(WHAT IS REQUIRED): Would you please write out every record exactly?

(DATA SUPPLIED):
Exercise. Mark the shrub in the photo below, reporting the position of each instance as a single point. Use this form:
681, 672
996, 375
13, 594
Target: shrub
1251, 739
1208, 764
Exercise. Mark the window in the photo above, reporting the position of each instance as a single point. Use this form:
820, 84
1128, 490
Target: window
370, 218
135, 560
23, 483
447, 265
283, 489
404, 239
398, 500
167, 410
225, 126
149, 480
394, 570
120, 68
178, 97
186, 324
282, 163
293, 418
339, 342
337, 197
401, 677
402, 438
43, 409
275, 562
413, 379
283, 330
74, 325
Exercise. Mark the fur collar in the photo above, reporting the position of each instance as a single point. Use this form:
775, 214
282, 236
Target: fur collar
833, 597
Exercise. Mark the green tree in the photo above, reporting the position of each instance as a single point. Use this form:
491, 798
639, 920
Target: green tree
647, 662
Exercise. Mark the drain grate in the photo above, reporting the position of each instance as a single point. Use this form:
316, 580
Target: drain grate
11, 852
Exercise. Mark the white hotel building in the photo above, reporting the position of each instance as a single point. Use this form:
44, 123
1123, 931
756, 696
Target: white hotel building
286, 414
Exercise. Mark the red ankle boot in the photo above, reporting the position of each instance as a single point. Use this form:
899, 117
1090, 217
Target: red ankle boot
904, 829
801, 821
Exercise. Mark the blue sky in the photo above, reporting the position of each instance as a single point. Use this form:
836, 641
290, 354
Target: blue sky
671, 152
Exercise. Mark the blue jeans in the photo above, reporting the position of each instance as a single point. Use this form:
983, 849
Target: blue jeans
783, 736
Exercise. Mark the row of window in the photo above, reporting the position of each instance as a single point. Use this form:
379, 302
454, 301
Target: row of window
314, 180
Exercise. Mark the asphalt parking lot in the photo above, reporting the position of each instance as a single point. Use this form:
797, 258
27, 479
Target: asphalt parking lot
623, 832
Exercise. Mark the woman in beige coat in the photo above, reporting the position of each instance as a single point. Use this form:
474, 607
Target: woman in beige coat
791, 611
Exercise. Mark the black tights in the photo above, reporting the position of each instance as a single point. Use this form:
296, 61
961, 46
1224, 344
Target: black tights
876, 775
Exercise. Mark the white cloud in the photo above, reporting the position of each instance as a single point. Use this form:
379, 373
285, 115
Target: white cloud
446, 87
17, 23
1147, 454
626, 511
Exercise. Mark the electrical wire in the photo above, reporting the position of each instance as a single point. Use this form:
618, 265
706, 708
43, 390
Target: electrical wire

(ANSWER FOR THE TASK):
Exercise. Mark the shrub in the photo below, reporting the position of each instance as a single point. Use this form:
681, 672
996, 375
13, 594
Target: shrub
1251, 739
1208, 764
Exercise. Mark the window in the photo above, reporting the position of each instance as a single point. Use this form:
820, 84
1128, 490
Target: window
370, 218
135, 560
23, 483
447, 265
283, 489
404, 239
398, 500
167, 410
225, 126
149, 480
394, 570
120, 68
178, 97
186, 324
282, 163
293, 418
339, 342
337, 197
401, 677
402, 438
43, 409
275, 562
413, 379
283, 330
74, 325
Exercise. Mark the fur collar in the photo above, reporting the position of each instance as a single point. Use this form:
775, 214
282, 236
Target: fur collar
833, 597
Exercise. Mark the green tree in the photo above, reporting the position of each instance as a single point. Use this form:
491, 798
639, 920
Target: green tree
647, 662
Exercise. Mark the drain grate in the photo above, reporting the position of each instance as a single point. Use this form:
316, 580
Target: drain grate
11, 852
Exercise. Mark the white hotel building in the photo above, reporting the position of each instance as a single point. Use this form:
44, 123
1123, 931
756, 696
Target: white hotel building
286, 414
Exercise. Mark the red ankle boot in the photo above, reporting the position of each instance as a single point. Use this form:
899, 117
1090, 217
Target: red ankle boot
904, 829
801, 821
Exercise. Mark the blue sky in the photo above, reporting the position of each instance as a single point. Use this form:
836, 641
290, 354
Target: blue sky
671, 152
Exercise. Mark the blue jeans in the photo above, reporting the position of each instance as a single point. Use this form:
983, 849
Target: blue jeans
783, 736
Exercise. Mark the row of window in the photo above, reporting the position of each instance as a single point. Use this form:
379, 302
454, 301
Target: row of window
314, 180
Exercise. Mark the asphalt parking lot in the photo above, reporting the position of each instance as a single point. Use this form:
797, 258
27, 479
Target: asphalt parking lot
623, 832
Exercise. Mark the woman in beige coat in the photo above, reporting the position of each instance as a single point. Use this form:
474, 607
Target: woman in beige coat
791, 611
Exercise. Mark the black tights in the photo above, reporting the position of each instance as a single point. Use this form:
296, 61
961, 46
1224, 344
Target: black tights
876, 775
Exercise. Mark the white cloud in the photo above, reporting the position of each instance as a single point. Use this form:
379, 373
285, 115
Target: white cloud
446, 87
17, 23
1147, 454
626, 511
Exercise. Mark the electrical wire in the photo above, reporting the position of each instance as a single point. Use this form:
618, 265
706, 708
43, 390
Target: electrical wire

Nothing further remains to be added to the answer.